**WHAT YOU NEED TO DO:** Update the listing from the line with "Return one point per instance of the woman's" up to and including its last line, swapping "ear" for "nose" and leaving everything else unchanged.

**SUPPLIED RECORDS:**
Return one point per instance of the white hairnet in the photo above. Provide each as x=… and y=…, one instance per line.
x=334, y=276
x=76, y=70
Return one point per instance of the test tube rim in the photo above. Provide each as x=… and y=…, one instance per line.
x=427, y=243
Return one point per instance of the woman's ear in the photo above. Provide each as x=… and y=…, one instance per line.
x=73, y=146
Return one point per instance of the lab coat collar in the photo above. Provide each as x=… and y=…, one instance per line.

**RESULT OF THE EXERCISE:**
Return one point per instance of the woman's nose in the photo above. Provide each as x=… and y=…, one instance per line.
x=73, y=146
Return one point per instance of the lab coat collar in the photo above. Provide each as x=… and y=…, one instance per line.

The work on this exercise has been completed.